TASK DESCRIPTION:
In the records below, find the line containing "of the drainpipe"; give it again exactly, along with every line that follows, and nothing else.

[Items listed in a dataset]
-------
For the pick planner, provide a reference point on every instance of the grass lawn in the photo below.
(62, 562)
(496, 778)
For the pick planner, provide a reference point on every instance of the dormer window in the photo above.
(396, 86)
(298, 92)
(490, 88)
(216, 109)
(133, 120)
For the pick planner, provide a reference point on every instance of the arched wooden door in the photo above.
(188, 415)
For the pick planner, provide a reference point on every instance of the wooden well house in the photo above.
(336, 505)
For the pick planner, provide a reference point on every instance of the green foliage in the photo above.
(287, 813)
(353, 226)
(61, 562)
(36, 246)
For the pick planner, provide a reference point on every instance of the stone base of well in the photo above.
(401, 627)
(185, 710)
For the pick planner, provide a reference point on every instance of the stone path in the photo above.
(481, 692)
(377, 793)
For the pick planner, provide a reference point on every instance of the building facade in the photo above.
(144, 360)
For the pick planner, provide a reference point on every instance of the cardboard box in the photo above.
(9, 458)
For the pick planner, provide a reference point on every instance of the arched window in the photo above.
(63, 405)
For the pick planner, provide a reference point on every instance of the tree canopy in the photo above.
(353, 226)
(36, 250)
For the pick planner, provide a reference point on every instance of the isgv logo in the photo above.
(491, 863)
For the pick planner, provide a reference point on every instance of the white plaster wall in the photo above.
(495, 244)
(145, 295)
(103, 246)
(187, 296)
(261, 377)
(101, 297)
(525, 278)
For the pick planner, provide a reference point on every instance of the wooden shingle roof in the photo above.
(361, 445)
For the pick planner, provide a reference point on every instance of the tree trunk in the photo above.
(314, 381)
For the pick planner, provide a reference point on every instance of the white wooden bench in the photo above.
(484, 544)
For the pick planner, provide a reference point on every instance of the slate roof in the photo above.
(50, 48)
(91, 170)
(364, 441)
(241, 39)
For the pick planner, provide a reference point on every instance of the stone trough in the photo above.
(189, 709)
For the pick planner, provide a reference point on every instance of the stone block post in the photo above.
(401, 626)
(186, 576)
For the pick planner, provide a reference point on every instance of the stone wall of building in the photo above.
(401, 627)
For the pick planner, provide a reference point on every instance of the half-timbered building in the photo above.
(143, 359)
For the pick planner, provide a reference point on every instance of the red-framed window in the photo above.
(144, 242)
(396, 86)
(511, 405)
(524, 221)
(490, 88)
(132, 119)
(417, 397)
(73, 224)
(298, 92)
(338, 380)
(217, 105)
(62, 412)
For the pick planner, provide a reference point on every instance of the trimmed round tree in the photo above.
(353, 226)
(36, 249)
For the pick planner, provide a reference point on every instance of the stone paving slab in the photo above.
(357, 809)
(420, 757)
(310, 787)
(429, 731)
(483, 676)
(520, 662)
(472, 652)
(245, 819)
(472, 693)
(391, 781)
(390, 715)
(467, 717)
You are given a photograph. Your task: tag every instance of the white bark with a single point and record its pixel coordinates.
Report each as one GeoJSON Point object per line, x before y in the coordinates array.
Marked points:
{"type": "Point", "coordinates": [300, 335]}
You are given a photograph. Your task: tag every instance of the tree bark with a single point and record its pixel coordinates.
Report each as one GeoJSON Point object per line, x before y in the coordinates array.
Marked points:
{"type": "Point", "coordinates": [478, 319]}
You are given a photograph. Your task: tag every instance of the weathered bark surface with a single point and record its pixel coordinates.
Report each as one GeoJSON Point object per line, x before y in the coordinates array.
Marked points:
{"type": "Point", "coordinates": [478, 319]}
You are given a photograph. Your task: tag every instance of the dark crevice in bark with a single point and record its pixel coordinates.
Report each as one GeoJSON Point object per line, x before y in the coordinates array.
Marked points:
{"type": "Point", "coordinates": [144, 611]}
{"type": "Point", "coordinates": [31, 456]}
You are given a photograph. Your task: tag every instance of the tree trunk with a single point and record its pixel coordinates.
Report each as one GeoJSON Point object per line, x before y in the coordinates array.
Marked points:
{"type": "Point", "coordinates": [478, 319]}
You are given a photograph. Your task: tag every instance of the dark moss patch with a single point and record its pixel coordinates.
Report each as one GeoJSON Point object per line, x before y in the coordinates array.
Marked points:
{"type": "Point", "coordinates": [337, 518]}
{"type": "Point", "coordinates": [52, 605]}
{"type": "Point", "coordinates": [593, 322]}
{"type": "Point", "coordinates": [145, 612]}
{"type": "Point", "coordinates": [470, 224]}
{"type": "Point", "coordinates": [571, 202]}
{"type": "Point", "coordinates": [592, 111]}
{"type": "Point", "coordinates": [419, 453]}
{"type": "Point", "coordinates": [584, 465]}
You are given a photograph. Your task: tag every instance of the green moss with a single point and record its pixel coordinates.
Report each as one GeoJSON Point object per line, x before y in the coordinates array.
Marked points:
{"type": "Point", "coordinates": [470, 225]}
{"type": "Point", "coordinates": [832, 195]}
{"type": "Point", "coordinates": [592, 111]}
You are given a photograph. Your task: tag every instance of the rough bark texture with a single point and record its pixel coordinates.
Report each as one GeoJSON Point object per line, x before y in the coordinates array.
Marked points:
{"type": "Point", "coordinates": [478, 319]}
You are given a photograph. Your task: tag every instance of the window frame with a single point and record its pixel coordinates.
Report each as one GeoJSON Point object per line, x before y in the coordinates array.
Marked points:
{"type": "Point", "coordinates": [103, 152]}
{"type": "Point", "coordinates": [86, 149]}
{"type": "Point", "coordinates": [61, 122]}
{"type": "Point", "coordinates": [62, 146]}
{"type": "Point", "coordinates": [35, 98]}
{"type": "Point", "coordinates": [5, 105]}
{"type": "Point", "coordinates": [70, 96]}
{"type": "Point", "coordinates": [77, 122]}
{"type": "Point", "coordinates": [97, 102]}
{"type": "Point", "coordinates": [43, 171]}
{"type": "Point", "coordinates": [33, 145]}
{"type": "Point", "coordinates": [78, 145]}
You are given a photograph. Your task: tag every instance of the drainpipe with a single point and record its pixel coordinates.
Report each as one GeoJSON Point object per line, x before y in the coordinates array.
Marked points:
-------
RESPONSE FOR THIS EXERCISE:
You are given a photograph. Your task: tag every instance of the drainpipe with a single point and record its pixel coordinates.
Report each as one GeoJSON Point object per line, x before y in the coordinates array.
Marked points:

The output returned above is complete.